▸ Отрывок:
Леопольд был доизбран лишь позднее. Бельман и Лиднер не были достаточно чистоплотны, чтобы о них когда-либо зашла речь в связи с избранием в академию. Турильд как критик общественных явлений с плохой репутацией был совершенно неприемлем.

Это пестрое собрание людей, которых Густав назначил членами академии, имело общий знаменатель: их суждения обладали весом, и можно было ожидать, что с ними будут считаться. Другими словами, эти люди могли быть ценны как объединение для формирования общественного мнения на случай, если учредитель академии пойдет по следам великих Густавов и станет совершать военные подвиги, которые надо будет воспевать. Хёпкен, Шеффер, Ферсен и Херманссон могли быть докучными критиками в вопросах внутренней политики, но их надежность в делах внешнеполитических была несомненной. Шведская академия, в противоположность прочим академиям, вовсе не была «королевской» — она свободно могла высказывать собственные взгляды, как бы внимательно король Густав ни наблюдал за ее деятельностью и как бы ни пользовался своим правом присутствовать в академии. Он тоже уважал ее самостоятельность. Избрание в 1787 году поэта Нильса Лоренса Шёберга на последнее свободное кресло, №18, противоречило явно выраженному желанию Густава, но он послушно утвердил выбор. И тихо сносил иронические комментарии, когда в академии зачитывалось его анонимно переданное туда конкурсное сочинение — похвальное слово Леннарту Торстенссону, Чтобы все же пережить триумф, так как сочинение было удостоено премии, причем имя автора осталось нераскрытым.

▸ Исходные данные:
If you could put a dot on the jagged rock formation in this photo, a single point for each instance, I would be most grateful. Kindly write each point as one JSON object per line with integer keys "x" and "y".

▸ Задание:
Выпишите из отрывка о Шведской академии слово в слово кусок от слов «Леопольд был доизбран» до слов «был совершенно неприемлем.».

▸ Ответ:
Леопольд был доизбран лишь позднее. Бельман и Лиднер не были достаточно чистоплотны, чтобы о них когда-либо зашла речь в связи с избранием в академию. Турильд как критик общественных явлений с плохой репутацией был совершенно неприемлем.